The output should consist solely of the line containing "of the hedge" and the lines that follow it through the end of the data below.
________________________
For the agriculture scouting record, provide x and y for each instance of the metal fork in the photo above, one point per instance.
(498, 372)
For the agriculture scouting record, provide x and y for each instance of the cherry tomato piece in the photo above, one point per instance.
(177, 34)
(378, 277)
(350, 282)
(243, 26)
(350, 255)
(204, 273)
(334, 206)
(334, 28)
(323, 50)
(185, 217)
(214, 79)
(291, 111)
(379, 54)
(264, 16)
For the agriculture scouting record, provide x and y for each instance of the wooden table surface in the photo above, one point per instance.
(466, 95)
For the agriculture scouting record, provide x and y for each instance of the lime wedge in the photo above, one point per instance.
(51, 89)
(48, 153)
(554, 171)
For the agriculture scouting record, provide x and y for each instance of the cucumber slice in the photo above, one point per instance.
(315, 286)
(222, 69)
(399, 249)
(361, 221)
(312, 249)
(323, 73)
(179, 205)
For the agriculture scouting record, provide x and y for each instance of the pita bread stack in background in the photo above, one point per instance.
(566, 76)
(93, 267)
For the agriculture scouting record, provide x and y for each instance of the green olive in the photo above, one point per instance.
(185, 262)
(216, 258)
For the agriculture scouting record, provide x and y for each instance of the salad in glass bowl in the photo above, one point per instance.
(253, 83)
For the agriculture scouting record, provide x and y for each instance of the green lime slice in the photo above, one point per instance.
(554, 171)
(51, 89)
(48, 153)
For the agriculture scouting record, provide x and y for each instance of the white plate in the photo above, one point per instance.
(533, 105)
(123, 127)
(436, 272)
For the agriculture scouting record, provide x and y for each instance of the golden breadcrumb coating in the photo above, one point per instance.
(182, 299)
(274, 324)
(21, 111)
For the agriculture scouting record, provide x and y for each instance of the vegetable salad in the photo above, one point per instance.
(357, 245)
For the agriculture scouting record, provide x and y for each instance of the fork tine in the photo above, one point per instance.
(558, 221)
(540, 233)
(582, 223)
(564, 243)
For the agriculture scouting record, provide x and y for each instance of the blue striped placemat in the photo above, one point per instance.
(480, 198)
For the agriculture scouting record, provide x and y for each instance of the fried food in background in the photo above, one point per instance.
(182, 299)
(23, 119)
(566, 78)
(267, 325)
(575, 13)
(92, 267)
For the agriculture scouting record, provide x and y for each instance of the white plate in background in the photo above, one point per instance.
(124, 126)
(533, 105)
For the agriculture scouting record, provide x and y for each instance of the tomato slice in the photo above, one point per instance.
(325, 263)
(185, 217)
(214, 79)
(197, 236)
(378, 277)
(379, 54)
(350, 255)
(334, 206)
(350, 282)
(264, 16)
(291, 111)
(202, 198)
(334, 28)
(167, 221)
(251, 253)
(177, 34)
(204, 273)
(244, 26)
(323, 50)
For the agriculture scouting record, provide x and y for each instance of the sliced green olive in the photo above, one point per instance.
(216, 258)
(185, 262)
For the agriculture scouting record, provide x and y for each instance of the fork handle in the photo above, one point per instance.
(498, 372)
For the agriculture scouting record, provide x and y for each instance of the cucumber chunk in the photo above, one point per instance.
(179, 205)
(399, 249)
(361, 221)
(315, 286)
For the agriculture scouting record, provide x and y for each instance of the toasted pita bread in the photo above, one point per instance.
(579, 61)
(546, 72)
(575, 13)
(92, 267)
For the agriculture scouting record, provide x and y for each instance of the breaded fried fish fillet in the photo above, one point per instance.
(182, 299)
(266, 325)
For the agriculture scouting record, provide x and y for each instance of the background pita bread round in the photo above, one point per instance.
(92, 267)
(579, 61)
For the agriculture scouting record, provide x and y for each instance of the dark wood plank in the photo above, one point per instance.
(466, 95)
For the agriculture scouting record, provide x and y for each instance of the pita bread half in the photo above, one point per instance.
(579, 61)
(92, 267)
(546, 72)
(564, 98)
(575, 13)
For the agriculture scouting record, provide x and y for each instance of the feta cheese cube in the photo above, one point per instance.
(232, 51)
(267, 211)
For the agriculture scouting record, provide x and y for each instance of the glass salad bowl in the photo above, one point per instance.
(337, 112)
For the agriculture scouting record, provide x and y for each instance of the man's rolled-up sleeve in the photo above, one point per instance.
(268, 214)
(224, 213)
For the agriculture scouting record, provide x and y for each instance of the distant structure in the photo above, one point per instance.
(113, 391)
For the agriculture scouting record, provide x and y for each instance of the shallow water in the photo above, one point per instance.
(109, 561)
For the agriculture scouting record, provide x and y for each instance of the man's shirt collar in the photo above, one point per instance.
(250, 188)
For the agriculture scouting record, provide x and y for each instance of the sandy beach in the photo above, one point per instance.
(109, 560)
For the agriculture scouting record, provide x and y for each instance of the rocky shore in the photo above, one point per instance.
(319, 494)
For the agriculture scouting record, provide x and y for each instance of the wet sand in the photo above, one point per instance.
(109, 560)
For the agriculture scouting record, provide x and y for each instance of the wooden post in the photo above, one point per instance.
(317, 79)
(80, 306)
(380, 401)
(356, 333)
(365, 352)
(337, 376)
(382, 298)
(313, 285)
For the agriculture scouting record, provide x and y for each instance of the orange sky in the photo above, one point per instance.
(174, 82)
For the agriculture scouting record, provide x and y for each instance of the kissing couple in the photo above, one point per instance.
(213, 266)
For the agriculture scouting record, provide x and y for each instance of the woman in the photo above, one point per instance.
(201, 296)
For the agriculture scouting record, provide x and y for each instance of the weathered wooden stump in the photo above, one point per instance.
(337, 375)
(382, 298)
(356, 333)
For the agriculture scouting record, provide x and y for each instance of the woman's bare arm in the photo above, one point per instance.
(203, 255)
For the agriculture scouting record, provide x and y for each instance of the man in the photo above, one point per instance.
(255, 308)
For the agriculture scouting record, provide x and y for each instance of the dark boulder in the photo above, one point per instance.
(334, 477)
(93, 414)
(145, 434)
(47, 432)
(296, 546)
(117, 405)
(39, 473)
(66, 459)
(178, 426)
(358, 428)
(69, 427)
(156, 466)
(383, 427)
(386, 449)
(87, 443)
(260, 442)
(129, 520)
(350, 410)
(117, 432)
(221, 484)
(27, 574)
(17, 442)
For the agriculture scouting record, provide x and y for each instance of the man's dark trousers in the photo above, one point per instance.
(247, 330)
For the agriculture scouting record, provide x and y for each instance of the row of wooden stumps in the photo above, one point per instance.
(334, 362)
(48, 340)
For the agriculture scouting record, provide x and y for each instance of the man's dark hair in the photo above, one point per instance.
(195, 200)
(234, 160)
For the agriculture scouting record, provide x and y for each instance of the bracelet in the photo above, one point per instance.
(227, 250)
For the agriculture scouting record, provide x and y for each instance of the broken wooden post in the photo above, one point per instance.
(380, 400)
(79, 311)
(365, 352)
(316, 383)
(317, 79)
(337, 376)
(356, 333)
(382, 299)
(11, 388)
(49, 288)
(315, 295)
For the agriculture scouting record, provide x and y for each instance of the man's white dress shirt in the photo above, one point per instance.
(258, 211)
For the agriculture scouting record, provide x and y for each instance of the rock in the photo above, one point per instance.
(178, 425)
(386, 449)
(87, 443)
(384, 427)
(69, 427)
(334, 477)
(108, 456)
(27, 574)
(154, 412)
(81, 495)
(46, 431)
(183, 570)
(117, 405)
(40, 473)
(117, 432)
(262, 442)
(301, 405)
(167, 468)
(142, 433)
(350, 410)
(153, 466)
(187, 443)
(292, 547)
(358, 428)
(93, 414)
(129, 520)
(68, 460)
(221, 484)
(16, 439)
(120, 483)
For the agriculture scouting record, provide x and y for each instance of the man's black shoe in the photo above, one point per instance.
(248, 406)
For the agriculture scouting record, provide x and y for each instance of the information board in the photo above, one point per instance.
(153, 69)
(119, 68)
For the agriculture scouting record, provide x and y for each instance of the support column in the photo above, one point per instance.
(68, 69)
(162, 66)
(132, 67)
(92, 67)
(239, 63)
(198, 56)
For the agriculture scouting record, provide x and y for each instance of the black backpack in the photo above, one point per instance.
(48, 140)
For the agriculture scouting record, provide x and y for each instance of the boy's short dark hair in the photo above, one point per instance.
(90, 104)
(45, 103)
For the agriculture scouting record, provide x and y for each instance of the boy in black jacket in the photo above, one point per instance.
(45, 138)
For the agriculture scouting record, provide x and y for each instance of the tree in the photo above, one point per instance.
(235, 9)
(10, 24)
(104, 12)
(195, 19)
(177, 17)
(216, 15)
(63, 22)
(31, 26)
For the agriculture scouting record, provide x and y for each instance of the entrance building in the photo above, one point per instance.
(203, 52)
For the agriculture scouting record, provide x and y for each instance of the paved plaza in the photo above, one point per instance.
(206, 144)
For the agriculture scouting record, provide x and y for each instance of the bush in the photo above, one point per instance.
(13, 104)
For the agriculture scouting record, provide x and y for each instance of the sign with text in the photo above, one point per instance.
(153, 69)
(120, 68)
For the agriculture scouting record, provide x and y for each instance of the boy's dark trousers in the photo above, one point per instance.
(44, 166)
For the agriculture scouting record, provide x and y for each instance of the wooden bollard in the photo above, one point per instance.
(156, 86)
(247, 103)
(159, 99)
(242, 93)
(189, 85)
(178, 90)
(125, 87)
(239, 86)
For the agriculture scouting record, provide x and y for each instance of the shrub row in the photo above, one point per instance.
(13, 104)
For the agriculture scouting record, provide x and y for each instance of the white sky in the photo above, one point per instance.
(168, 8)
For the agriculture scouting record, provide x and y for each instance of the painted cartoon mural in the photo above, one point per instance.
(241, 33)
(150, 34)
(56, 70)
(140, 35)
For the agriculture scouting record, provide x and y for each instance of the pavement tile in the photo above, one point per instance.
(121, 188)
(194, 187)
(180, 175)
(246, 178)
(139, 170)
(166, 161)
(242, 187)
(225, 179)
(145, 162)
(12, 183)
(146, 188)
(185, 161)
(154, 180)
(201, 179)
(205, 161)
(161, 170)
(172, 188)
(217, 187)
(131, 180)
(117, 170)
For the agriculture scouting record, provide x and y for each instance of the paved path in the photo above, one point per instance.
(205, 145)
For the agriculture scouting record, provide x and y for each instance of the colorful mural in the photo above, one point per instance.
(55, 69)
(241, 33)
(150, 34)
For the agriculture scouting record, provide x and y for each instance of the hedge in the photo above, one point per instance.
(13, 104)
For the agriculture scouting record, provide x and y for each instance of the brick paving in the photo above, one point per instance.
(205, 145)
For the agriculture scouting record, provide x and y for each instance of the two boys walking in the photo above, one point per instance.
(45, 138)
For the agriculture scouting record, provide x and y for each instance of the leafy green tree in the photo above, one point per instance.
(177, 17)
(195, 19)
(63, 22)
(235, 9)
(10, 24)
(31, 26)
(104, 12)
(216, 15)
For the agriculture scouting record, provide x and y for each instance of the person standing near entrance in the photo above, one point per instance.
________________________
- [Answer below]
For the agriculture scouting record, provide x and y for each instance of the hedge in the photo above, one point per instance.
(13, 104)
For the agriculture scouting record, provide x and y for each instance of the brick paving in the photo above, one point per instance.
(205, 145)
For the agriculture scouting record, provide x and y for each instance of the two boys walking in the photo above, one point per instance.
(45, 138)
For the agriculture scouting record, provide x and y for each instance of the leafy green tree in the photo above, one point per instance.
(177, 17)
(195, 19)
(63, 22)
(235, 9)
(10, 24)
(31, 26)
(104, 12)
(216, 15)
For the agriculture scouting record, provide x and y for each instance of the person standing near entrance in the photo above, one point per instance.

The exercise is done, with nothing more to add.